### Exercise requirements:
Starting at the line that contains "Need: tag each instance of the sideboard", restate each line word for word through the final line of the data, keeping both ends.

### Dataset:
+===+
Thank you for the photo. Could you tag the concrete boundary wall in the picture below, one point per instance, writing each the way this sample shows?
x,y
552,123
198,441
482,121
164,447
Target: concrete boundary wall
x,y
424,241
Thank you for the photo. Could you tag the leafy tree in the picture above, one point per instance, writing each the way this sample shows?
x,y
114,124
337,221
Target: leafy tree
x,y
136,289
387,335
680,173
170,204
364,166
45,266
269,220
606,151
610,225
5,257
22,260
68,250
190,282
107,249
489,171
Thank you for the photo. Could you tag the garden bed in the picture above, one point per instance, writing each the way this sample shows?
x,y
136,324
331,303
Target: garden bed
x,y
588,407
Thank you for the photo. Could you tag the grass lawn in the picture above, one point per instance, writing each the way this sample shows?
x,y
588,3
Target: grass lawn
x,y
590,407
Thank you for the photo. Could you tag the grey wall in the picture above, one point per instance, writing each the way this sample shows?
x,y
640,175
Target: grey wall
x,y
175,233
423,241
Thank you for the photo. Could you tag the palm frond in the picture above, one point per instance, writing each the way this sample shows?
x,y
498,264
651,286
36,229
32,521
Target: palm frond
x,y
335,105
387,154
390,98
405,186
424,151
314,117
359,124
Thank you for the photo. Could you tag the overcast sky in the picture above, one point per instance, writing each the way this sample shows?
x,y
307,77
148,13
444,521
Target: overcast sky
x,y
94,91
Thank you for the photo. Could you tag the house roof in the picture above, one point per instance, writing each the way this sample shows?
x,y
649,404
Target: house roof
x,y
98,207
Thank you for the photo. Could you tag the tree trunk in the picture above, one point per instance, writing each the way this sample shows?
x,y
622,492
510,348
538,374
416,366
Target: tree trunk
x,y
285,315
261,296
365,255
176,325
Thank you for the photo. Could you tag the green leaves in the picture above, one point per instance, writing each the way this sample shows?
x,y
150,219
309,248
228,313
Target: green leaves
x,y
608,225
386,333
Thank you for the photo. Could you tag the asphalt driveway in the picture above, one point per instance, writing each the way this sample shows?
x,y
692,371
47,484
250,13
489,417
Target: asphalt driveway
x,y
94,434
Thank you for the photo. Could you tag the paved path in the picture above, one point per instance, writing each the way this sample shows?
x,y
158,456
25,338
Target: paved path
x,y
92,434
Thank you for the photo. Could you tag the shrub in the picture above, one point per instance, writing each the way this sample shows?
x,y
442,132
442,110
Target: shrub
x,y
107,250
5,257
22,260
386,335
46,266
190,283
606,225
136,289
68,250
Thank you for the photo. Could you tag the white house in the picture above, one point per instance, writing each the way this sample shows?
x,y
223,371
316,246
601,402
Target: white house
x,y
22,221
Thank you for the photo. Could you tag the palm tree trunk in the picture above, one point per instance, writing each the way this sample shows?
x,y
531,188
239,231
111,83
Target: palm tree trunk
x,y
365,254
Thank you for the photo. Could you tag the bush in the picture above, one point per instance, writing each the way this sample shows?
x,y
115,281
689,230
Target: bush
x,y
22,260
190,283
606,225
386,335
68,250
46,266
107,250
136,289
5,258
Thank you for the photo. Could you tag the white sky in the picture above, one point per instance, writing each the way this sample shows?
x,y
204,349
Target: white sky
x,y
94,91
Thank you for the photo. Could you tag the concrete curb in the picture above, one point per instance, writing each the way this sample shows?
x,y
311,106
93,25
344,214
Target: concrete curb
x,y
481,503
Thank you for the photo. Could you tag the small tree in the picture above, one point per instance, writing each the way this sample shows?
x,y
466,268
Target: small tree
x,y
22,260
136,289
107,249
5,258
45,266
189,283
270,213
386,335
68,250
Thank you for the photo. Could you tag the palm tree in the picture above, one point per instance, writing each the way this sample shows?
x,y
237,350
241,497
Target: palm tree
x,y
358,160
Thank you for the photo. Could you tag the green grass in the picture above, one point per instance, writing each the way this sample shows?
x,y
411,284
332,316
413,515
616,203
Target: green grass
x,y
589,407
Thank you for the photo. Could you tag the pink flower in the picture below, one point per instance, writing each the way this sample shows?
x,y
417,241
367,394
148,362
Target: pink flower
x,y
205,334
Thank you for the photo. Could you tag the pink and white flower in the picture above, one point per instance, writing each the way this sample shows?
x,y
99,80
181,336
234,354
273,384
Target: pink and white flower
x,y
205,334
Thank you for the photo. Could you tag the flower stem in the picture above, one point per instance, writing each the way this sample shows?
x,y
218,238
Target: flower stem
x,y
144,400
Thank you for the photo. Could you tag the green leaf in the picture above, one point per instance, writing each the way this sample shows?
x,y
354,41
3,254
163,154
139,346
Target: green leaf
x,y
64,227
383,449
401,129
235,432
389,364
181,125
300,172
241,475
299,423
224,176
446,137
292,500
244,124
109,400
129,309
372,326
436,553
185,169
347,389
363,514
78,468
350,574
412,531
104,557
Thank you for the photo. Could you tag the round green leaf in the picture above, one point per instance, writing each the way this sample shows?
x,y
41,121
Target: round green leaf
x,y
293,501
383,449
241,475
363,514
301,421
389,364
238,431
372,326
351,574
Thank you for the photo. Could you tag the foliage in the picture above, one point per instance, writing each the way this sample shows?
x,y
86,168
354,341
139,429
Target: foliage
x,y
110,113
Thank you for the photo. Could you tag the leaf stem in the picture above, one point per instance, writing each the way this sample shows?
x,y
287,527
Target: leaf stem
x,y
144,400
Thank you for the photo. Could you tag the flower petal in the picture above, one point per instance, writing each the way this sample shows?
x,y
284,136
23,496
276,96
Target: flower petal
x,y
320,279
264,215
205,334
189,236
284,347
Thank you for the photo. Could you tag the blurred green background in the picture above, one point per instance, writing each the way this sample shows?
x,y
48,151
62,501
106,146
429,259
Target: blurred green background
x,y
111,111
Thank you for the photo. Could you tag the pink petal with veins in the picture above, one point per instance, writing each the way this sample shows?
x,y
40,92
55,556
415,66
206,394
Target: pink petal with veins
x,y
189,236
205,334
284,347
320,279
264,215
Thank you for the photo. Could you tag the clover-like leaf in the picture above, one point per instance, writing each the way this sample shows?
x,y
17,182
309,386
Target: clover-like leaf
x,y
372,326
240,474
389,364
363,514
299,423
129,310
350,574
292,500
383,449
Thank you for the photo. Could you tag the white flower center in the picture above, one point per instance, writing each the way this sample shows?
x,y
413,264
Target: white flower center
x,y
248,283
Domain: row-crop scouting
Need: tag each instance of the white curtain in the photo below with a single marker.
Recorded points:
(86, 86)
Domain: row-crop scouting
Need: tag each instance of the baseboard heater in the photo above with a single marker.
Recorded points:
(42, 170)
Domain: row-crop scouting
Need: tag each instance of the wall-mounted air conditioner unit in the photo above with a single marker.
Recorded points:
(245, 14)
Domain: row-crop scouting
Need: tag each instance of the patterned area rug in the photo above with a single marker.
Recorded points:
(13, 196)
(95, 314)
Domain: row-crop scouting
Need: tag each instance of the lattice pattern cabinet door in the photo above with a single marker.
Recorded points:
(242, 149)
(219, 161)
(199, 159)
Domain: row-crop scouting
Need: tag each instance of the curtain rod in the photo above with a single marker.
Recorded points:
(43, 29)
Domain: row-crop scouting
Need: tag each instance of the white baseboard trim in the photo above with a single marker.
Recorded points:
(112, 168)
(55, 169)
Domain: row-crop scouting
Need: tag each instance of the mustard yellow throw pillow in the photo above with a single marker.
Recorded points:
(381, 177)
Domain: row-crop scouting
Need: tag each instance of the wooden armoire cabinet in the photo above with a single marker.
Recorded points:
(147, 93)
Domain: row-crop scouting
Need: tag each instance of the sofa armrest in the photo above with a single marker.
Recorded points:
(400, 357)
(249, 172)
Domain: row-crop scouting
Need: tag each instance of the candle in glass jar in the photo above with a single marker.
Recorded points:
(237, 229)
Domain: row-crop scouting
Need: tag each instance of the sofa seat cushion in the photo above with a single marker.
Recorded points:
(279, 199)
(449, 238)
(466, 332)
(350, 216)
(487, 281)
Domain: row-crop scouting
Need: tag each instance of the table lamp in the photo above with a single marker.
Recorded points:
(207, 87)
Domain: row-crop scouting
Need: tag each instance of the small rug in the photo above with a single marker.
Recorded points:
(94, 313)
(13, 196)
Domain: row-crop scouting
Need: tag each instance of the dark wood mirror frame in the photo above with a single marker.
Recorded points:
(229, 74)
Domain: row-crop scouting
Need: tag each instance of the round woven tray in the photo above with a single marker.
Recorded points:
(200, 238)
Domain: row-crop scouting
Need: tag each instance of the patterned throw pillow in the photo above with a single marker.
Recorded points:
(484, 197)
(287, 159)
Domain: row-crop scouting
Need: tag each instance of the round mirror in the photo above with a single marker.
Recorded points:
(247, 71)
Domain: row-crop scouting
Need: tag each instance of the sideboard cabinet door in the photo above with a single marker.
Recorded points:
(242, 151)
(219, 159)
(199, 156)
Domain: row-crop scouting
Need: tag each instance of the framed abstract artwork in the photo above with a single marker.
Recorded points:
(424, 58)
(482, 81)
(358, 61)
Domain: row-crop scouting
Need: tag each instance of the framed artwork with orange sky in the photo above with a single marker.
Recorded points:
+===+
### Answer:
Need: tag each instance of the sideboard cabinet door in the photo above with a single marker.
Recorded points:
(242, 151)
(219, 159)
(199, 156)
Domain: row-crop scouting
Need: tag each instance of the framed abstract artwork in the photo above with a single marker.
Recorded points:
(424, 58)
(482, 81)
(358, 61)
Domain: row-crop scouting
Need: tag each instance of the framed artwork with orange sky in the photo above with a single marker.
Recorded points:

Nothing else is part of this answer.